▶ _PASSAGE FOR REVIEW_:
--------------------------------------------------

Letting skill proficiency increase I do not think will give you the result you like.
Also bear in mind that normally, most characters can only achieve Legendary status in 3 skills. With what you're suggesting someone could easily achieve a 4th, and maybe a 5th. Normally only Investigators and Rogues get that many legendary skills, due to how skill proficiency increases work.
| Squark |
Yeah, this has the potential to backfire horribly. A level 1 PC being expert in athletics* (or worse, master, if you're getting athletics proficiency from your ancestry, background, and class) is incredibly overpowered, but at the same time you could end up with a lot of the PCs helpless in exploration. So it's not even really MinMaxing because you're Adding new weaknesses, not minimizing them.
*Athletics is probably the most notable offender, but a number of other skills like Intimidation, Diplomacy, and Deception could have outsized effects if PCs ate able to break the normal proficiency boundaries.
Zoken44
|
| 3 people marked this as a favorite. |
First I'll say, I agree with everyone else. I recommend against it.
But let's get some positive stuff in here.
YAY! you're joining 2e! that's awesome!
And you're being cautious by checking with other players first, GREAT job. And you're taking the initiative to be the GM, that's really cool of you.
I recommend encouraging your players to put those extra proficiencies in the "Recall Knowledge" skills (Arcana, Occultism, Nature, Religion) as taking an action in combat to do one of these checks is a great "third-action" and can reveal weaknesses, resistances, low saves, or other useful information
Or into Medicine, especially if they have a positive wisdom modifier. Non-magical healing is common and expected in 2e and having more people who can make medicine checks can really help.
another place to put them is intimidation. another good "third-Action" is demoralize. You make an intimidation check against an enemies Will-save-DC. if you succeed, they are frightened 1, lowering all their attack rolls, skill checks, and saving throws by 1.
all of these things are basic skill actions ANY player can do right from level 1.
| Claxon |
Yeah, it's worth mentioning that it's good to have at least one person that will take medicine to legendary proficiency and will pick up the skill feats Continual Recovery and Ward Medic. And they might as well also pick up Battle Medicine.

--------------------------------------------------

▶ _WHAT YOU NEED TO DO_:
1 – List the skills that the skill proficiency discussion names as "Recall Knowledge" skills.
2 – According to the skill proficiency discussion, in how many skills can most characters normally achieve Legendary status?
3 – Why does the skill proficiency discussion recommend putting extra proficiencies into Medicine?
You can complete this work without the stored records.

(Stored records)
--------------------------------------------------

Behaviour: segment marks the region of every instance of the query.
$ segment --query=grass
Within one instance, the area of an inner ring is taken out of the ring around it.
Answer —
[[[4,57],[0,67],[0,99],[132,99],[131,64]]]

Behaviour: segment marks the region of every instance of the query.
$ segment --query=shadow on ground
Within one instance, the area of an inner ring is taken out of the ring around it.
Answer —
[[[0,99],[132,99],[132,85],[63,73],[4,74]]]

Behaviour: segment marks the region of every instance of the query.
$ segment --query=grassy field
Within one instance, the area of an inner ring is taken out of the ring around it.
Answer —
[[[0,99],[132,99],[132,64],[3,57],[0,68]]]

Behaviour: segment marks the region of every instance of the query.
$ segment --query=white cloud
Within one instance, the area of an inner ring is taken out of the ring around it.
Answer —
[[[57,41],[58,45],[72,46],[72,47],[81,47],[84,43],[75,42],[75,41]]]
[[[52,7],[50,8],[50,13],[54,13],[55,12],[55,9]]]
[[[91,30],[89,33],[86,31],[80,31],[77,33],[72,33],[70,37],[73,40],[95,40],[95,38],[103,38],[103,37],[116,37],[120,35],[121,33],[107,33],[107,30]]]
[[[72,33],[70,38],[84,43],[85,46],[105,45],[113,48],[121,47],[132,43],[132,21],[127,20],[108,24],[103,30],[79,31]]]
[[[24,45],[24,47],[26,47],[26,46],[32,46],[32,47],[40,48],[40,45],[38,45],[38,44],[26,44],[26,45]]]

--------------------------------------------------

▶ _ANSWER SECTION_:
1 – Arcana, Occultism, Nature, and Religion.

2 – Most characters can normally achieve Legendary status in only 3 skills.

3 – In 2e, non-magical healing is common and expected, so having more people who can make Medicine checks can really help. The recommendation is strongest for characters with a positive Wisdom modifier.